======== TEKST

Een goede voorbereiding is het halve werk, ook bij het vaccineren. Tijdens de voorbereiding wordt alles gecontroleerd en in gereedheid gebracht voor de eigenlijke vaccinatie. Een goede voorbereiding helpt fouten bij de eigenlijke vaccinatie te voorkomen.
Hou rekening met volgende tips:
- Bepaal het aantal te vaccineren dieren: Zo zorg je ervoor dat een correct aantal vaccindoseringen worden voorbereid. Niet te veel om verspilling te vermijden en niet te weinig om het vaccinatieproces te moeten onderbreken.
- Controleer de gezondheidstoestand van de te vaccineren dieren: Vaccineer geen zieke dieren. Een dier dat al ziek is, zal minder goed reageren op de vaccinatie, wat leidt tot een minder goede immuniteitsopbouw. Dit geldt in het bijzonder voor ziekten die het afweersysteem verzwakken zoals virale infecties met PRRS of PCV2.

================
======== FRAGMENT UIT DATASET

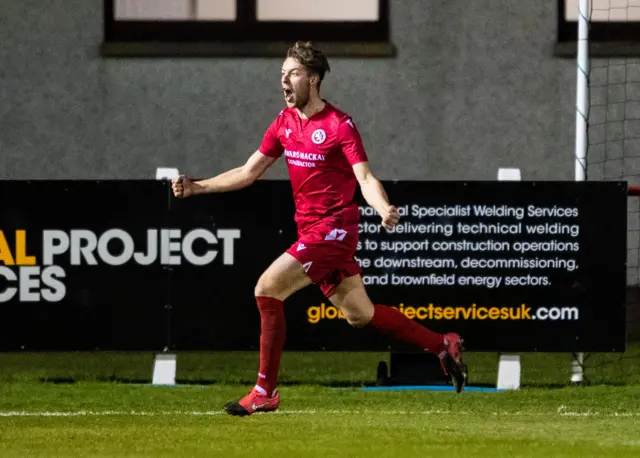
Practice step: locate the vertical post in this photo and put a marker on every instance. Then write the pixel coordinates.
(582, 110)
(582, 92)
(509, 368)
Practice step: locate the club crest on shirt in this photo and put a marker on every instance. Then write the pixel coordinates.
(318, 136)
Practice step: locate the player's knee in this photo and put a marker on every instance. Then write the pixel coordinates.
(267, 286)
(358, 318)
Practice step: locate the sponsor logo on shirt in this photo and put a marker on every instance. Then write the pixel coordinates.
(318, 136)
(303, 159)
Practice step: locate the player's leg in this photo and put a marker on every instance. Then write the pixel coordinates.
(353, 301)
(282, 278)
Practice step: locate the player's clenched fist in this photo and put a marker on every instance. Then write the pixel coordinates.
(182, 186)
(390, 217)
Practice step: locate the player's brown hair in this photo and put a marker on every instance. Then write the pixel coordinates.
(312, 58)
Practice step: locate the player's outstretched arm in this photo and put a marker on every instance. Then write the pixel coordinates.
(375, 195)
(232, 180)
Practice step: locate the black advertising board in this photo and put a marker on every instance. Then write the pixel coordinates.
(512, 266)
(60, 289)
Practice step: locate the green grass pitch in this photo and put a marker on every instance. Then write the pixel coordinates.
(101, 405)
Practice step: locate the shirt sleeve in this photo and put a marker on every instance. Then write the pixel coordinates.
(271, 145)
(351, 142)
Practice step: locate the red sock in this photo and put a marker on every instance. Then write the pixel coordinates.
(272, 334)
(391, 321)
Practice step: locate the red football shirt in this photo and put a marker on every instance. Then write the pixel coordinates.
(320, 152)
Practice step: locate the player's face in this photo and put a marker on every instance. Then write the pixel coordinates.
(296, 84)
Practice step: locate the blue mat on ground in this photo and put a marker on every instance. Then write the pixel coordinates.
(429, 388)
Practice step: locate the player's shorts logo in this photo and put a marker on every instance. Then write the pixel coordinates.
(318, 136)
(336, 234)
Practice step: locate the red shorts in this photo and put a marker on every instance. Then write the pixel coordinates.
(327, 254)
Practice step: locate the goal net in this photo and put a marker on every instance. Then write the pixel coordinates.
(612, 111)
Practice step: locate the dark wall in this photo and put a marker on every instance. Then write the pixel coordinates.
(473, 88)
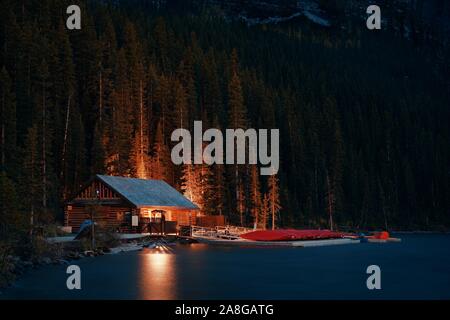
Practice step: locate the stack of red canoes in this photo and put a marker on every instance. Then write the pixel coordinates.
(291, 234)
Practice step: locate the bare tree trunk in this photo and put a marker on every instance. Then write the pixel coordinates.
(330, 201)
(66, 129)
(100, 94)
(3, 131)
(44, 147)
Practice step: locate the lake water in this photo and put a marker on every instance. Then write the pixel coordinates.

================

- **DOEL VAN OEFENING**
Kloppen deze uitspraken met de tekst over het voorbereiden van een vaccinatie? Antwoord per uitspraak met ja of nee en citeer de woorden uit de tekst die de doorslag geven.
(a) Zieke dieren mag je niet vaccineren.
(b) Je bepaalt het aantal te vaccineren dieren onder meer om verspilling te vermijden.
(c) De voorbereiding gebeurt na de eigenlijke vaccinatie.
Voor deze opdracht heb je de regels niet nodig.

- **ANTWOORD**
(a) Ja: "Vaccineer geen zieke dieren."
(b) Ja: "Niet te veel om verspilling te vermijden"
(c) Nee: "Tijdens de voorbereiding wordt alles gecontroleerd en in gereedheid gebracht voor de eigenlijke vaccinatie."